Given data:
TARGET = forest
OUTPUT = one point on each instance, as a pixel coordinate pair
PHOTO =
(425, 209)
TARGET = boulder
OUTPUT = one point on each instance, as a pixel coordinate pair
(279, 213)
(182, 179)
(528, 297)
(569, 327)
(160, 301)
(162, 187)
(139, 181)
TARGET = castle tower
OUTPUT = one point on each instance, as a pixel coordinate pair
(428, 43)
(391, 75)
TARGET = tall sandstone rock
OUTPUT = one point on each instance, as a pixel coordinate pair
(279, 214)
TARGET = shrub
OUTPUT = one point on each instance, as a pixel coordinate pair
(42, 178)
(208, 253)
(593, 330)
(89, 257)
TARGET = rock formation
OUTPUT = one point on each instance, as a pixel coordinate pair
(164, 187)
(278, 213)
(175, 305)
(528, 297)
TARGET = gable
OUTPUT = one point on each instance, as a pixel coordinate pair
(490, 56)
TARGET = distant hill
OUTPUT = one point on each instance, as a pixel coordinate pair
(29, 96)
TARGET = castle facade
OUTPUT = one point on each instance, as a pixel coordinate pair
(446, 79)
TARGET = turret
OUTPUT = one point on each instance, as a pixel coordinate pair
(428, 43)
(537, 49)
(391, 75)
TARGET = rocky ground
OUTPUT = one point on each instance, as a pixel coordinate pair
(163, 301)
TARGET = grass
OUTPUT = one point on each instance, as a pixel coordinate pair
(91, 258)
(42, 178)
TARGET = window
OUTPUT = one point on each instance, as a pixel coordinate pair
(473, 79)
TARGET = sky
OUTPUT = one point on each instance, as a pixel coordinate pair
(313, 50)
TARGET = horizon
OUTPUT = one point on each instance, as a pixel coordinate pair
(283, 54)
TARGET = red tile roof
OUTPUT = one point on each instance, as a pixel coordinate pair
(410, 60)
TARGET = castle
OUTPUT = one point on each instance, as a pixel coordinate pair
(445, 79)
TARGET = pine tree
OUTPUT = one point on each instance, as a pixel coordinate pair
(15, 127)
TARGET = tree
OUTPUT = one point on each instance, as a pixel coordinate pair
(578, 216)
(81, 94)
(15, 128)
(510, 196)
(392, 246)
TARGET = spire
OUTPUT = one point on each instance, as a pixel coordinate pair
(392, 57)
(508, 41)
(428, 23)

Problem details:
A count is all that should be returned: the number of lines in these records containing the string "castle".

Answer to the problem:
3